### SHORT TASK A
Answer these from the comment on EL84 screen resistors, one line each:
(i) What DC voltage is assumed on both plate and screen in the scenario described?
(ii) What resistor value is offered as an example screen dropper?
(iii) With a pentode, plate current depends more on which voltage?
### SHORT TASK B
Write what comes next in the comment on EL84 screen resistors, starting after its final sentence.

### PROVIDED TEXT
Just a brief comment . . . ;)  
 
This is one of those things I found both listenable & measurable. I may be wacky sometimes but this is more accessible. Especially with EL84 you hear it easier.  
 
If you were only using 250VDC on both plate & screen, and their supplies are adequately decoupled by a choke or about a 5K or less power supply resistor, with good caps about 20mf on the plate & 10mf on the screen, then I would expect good NOS tubes or Sovtek EL84M to need no screen dropping resistor. This might be considered a traditional reference layout since lots of old circuits were built like this for NOS 6BQ5s and many still going strong. Most weren't guitar amps though.  
 
Behavior is hard to predict with pinpoint accuracy depending on the resistor & cap value variation, but basically the screen will try to draw more current when the amp is loud, then lots more when overdriven sufficiently. Without an extra dropping resistor between the screen supply node & socket pin, the plate may be able to draw down the B+ at the plate, below that being maintained by the discharge of the screen cap through the unlimited screen. At that point the screen becomes a more attractive place for the cathode's ex-electrons compared to the lower voltage of the plate. If this continues long enough the screen fries. Adding for example a 1K resistor as screen dropper to the same circuit would simply limit the current to safe values under forseeable conditions. This reduces the screen voltage inside the bottle though. At idle the plate & screen can still have about the same voltages as before, but as the volume is increased the screen drops proportionally. I interpret this changing behavior as bloom to overdriven playing. Remember with a pentode the plate current is more dependent on the screen voltage than plate voltage.

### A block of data

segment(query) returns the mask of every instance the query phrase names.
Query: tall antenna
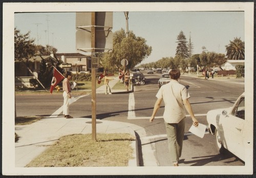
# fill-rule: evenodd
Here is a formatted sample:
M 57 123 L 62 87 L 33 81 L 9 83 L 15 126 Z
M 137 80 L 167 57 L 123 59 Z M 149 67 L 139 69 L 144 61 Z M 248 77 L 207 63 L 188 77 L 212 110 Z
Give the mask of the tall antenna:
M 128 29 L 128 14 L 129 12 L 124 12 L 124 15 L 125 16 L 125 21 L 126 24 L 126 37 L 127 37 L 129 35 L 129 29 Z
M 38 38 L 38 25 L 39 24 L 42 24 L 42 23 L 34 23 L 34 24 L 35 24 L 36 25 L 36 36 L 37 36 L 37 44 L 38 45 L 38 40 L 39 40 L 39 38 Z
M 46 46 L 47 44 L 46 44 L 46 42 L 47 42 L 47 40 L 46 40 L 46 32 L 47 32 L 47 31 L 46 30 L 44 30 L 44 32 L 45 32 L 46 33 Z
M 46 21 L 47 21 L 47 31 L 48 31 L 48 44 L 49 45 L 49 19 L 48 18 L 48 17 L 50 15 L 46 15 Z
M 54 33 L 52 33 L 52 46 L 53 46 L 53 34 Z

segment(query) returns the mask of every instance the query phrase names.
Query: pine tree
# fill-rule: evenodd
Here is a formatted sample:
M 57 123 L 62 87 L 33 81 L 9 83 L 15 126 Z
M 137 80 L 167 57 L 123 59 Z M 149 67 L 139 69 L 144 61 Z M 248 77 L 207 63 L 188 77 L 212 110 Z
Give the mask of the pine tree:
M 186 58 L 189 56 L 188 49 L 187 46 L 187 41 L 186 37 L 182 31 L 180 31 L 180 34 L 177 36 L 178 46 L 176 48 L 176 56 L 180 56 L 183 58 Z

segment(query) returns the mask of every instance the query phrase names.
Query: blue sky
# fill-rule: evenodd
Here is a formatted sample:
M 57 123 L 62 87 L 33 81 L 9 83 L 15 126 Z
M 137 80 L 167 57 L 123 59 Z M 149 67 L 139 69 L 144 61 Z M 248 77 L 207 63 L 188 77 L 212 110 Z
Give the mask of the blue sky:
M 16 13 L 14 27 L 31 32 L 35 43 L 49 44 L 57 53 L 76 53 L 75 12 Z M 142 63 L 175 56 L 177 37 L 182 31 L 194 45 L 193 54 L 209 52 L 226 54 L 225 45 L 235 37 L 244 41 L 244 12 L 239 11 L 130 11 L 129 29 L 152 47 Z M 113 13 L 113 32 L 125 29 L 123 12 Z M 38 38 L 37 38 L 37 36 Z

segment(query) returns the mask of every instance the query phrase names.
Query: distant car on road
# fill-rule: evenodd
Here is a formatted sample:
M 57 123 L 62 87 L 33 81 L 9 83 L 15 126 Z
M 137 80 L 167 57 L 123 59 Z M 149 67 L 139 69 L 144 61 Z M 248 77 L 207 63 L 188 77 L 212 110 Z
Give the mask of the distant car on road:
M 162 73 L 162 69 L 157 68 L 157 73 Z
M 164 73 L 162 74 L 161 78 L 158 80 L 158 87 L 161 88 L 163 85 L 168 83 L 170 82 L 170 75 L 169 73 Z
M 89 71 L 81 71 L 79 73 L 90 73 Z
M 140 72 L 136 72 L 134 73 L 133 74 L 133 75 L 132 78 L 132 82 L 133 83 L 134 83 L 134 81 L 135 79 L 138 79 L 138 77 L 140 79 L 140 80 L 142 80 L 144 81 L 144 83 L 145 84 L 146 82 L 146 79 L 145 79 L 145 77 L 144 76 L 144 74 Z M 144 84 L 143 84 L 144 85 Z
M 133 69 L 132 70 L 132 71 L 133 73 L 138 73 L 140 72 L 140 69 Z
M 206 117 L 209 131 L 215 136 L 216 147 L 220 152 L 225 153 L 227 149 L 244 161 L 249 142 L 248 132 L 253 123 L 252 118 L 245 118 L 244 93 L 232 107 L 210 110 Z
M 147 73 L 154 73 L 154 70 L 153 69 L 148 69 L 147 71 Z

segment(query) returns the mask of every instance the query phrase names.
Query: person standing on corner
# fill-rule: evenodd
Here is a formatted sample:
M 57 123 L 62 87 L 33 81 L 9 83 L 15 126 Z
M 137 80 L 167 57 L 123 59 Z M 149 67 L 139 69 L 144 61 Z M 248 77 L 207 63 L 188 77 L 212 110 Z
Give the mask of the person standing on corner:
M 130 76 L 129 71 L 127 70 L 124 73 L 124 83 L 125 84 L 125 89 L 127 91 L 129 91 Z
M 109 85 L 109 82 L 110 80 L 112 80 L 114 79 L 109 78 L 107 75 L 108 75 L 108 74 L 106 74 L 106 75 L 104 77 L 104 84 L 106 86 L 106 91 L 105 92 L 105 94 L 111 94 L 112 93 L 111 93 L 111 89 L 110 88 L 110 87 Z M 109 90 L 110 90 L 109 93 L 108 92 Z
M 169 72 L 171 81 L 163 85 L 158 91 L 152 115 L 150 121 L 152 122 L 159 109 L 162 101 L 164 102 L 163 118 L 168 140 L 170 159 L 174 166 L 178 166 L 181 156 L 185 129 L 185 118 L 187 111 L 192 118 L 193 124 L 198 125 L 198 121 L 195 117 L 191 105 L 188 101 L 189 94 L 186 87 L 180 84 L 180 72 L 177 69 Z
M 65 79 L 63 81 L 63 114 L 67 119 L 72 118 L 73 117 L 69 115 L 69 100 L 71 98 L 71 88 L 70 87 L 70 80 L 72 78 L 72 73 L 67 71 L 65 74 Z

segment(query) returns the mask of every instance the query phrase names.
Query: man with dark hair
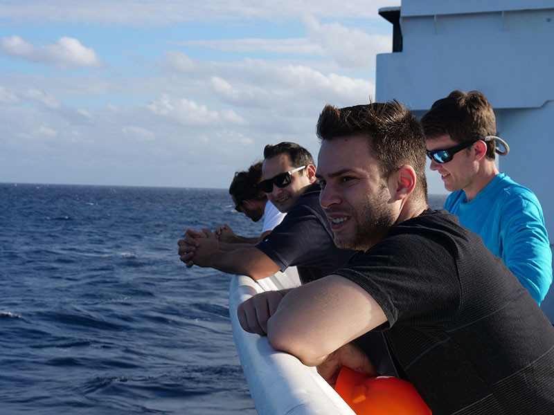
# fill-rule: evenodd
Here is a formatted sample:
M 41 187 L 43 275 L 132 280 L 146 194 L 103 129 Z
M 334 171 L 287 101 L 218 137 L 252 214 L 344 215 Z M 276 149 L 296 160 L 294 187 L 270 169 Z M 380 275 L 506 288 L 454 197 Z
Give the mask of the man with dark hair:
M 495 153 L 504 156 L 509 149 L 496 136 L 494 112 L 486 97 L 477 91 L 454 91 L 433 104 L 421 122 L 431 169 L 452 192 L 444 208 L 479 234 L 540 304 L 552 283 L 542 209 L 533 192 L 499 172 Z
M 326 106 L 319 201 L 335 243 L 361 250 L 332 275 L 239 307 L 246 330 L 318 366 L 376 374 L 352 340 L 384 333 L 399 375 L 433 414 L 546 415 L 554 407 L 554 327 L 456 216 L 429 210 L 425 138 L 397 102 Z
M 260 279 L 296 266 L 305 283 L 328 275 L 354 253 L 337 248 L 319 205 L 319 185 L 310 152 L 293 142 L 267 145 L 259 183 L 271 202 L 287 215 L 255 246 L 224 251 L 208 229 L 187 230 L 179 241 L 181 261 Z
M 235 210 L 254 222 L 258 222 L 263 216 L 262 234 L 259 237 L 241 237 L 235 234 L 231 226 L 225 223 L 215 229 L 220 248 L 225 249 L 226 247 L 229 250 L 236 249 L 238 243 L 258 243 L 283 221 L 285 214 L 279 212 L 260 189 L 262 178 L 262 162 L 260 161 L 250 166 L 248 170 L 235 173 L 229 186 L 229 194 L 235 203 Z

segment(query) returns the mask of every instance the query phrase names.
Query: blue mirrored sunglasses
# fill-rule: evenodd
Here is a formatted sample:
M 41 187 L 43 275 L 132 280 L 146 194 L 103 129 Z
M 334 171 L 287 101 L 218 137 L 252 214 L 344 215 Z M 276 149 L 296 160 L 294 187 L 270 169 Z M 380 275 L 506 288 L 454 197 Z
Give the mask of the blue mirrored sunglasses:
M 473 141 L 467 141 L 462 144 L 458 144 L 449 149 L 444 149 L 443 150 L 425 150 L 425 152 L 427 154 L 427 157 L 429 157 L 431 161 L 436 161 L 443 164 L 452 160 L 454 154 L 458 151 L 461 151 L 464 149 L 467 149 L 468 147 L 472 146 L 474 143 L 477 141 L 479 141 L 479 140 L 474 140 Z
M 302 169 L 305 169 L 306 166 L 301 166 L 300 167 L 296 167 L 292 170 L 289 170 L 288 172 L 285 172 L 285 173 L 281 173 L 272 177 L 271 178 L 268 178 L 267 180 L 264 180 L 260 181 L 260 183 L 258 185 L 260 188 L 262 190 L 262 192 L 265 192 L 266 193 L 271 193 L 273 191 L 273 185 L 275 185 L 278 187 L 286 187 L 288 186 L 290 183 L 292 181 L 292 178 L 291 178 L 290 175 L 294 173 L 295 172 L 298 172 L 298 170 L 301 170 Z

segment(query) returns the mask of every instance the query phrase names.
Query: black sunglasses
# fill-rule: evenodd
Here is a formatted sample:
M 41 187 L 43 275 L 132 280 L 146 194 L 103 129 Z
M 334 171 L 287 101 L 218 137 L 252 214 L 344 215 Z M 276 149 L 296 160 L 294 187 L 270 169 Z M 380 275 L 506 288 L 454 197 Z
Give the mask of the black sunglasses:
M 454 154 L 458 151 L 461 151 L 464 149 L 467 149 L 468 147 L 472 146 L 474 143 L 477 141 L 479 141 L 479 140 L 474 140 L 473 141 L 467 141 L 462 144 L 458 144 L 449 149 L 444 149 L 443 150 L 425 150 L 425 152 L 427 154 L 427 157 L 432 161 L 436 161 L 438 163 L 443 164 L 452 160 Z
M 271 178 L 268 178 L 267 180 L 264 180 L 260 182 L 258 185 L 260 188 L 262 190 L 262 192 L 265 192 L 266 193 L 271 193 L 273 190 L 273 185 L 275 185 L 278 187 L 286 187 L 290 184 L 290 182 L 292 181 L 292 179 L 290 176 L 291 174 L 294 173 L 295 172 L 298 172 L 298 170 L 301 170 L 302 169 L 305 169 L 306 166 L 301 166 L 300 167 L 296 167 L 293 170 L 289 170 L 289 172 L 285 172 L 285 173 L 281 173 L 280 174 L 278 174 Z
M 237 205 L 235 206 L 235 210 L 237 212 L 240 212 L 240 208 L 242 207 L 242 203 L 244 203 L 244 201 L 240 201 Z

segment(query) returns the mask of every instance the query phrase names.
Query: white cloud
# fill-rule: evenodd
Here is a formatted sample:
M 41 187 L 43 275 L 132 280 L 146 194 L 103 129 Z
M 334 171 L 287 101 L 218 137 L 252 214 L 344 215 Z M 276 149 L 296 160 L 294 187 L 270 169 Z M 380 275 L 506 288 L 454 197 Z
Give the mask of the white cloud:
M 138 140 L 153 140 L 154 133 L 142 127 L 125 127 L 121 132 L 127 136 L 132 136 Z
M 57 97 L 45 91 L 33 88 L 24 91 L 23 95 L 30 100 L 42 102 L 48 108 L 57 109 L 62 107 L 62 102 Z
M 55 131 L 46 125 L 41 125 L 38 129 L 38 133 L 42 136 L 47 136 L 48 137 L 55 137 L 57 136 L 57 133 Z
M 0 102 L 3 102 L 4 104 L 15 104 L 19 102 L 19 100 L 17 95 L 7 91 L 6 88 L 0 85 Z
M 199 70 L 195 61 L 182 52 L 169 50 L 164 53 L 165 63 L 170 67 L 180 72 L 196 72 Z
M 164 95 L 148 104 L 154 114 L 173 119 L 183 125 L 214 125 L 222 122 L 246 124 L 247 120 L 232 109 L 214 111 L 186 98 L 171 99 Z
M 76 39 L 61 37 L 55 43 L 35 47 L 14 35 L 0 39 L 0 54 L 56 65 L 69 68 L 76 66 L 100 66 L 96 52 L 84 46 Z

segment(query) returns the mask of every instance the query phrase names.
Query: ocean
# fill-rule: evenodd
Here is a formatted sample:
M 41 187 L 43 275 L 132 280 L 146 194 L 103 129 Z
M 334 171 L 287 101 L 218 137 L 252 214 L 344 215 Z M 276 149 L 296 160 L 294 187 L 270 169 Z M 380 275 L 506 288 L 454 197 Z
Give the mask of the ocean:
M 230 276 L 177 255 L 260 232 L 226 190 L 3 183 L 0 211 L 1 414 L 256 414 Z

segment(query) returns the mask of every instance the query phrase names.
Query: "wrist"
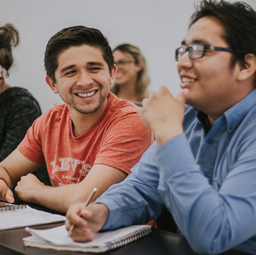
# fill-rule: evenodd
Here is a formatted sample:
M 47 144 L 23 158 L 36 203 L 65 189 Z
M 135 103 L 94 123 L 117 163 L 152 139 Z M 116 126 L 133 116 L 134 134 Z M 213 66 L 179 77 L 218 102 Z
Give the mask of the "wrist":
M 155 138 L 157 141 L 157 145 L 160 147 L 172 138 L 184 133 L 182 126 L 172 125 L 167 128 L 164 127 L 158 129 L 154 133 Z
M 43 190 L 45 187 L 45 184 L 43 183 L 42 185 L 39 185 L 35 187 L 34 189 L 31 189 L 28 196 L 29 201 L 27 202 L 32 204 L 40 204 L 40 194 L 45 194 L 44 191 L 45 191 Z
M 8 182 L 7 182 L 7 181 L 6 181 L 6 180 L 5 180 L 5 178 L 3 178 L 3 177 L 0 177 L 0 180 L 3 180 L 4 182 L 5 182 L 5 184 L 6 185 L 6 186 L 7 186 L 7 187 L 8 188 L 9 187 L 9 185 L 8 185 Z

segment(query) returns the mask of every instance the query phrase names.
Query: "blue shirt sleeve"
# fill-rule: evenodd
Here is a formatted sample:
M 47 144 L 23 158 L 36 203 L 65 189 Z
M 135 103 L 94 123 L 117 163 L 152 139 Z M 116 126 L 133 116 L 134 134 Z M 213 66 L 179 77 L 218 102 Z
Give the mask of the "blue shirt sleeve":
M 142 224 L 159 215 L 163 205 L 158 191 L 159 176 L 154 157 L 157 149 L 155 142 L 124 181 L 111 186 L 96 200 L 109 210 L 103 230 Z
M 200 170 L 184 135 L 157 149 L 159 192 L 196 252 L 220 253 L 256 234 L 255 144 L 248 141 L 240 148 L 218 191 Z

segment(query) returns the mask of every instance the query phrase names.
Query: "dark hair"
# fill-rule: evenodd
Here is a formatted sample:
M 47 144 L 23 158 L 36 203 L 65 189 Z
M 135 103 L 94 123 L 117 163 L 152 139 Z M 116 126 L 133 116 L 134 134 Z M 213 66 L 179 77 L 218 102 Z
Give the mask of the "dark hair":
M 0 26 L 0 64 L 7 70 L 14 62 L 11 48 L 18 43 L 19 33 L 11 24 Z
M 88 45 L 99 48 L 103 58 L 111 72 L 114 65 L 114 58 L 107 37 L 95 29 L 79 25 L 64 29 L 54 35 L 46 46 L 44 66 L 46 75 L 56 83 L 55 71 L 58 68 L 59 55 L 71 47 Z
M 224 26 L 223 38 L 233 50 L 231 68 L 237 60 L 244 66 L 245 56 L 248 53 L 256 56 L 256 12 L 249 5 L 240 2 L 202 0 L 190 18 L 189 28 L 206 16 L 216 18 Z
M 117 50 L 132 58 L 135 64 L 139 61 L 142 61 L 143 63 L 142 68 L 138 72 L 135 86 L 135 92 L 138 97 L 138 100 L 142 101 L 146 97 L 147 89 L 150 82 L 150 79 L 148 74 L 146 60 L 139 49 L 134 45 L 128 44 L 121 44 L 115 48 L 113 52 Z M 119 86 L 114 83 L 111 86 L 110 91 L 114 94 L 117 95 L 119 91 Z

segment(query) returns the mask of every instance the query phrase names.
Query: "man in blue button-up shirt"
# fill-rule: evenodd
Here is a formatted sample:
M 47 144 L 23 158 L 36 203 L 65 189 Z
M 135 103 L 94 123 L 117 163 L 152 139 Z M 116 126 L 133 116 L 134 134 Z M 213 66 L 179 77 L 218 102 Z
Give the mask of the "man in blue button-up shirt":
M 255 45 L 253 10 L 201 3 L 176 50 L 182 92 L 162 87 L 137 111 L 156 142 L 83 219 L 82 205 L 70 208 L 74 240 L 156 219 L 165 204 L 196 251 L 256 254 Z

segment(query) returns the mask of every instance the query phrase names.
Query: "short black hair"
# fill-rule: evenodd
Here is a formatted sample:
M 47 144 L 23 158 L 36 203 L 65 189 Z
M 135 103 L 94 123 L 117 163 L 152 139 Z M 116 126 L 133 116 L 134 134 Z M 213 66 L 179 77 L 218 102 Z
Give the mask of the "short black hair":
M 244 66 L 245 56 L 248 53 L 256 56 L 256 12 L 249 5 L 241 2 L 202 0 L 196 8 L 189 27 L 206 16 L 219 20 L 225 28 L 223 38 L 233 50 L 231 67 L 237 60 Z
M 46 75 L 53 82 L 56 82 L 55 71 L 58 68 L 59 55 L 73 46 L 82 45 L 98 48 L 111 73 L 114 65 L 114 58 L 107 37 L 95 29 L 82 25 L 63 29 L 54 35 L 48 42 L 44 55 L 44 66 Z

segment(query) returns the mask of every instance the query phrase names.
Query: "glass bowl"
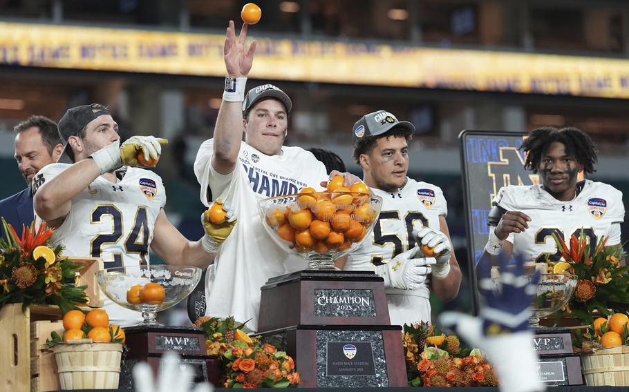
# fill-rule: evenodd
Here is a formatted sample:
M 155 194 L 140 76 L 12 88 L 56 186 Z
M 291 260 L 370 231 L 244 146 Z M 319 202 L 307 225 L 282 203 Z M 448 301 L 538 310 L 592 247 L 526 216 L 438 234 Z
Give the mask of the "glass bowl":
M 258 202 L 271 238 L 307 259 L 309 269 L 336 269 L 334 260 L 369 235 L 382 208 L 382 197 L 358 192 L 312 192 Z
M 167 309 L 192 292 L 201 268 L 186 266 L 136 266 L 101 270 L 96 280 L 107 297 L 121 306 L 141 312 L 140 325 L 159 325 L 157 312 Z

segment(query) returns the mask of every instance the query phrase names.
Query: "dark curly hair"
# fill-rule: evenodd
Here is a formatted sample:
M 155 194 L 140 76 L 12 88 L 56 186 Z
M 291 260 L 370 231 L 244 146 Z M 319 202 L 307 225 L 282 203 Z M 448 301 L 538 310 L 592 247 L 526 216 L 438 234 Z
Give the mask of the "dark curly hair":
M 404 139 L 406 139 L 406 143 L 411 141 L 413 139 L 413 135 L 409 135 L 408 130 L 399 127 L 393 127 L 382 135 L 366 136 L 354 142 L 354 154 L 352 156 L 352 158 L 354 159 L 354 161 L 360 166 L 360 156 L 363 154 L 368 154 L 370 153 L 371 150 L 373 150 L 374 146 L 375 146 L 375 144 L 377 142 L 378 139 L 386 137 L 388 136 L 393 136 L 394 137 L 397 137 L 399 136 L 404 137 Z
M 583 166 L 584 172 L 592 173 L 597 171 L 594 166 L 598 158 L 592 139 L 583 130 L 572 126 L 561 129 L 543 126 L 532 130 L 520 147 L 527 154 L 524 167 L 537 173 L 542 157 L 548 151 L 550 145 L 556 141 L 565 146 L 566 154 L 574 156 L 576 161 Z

### TASK ANSWER A
(i) 250VDC
(ii) 1K
(iii) The screen voltage

### TASK ANSWER B
 
This can sometimes happen without the screen dropper, but with it there you see more of a drop in screen voltages under transient signal conditions. Also, any signal current pulled through the screen is *silent* compared to that pulled through the plate which has to go through the OPT ands ends up making audible output. So as the screen draws more, it contributes to a kind of subtractive compression (by taking away some plate signal) that adds to any other introduced earlier in the signal chain, and recovers more gradually as the currents restabilize when volume is reduced. Since you control the balancing act partially by choosing the value of the screen dropper it does have some effect.  
 
If you are already operating the screen at idle near its limit, that is when a dropping resistor might be absolutely necessary. Then you have no choice but to accept the compression introduced by the lowering screen voltage as you crank it.  
 
Conversely, if you have the screen real cool at idle, it can maintain its voltage without a screen dropper as the plate itself compresses by saturation, drawing down B+, or both. You have room to heat it up a bit since it was not stressed to begin with.  
 
These seem to me to be the sound variables to juggle, arriving in the middle by ear, then measuring & testing for reliability.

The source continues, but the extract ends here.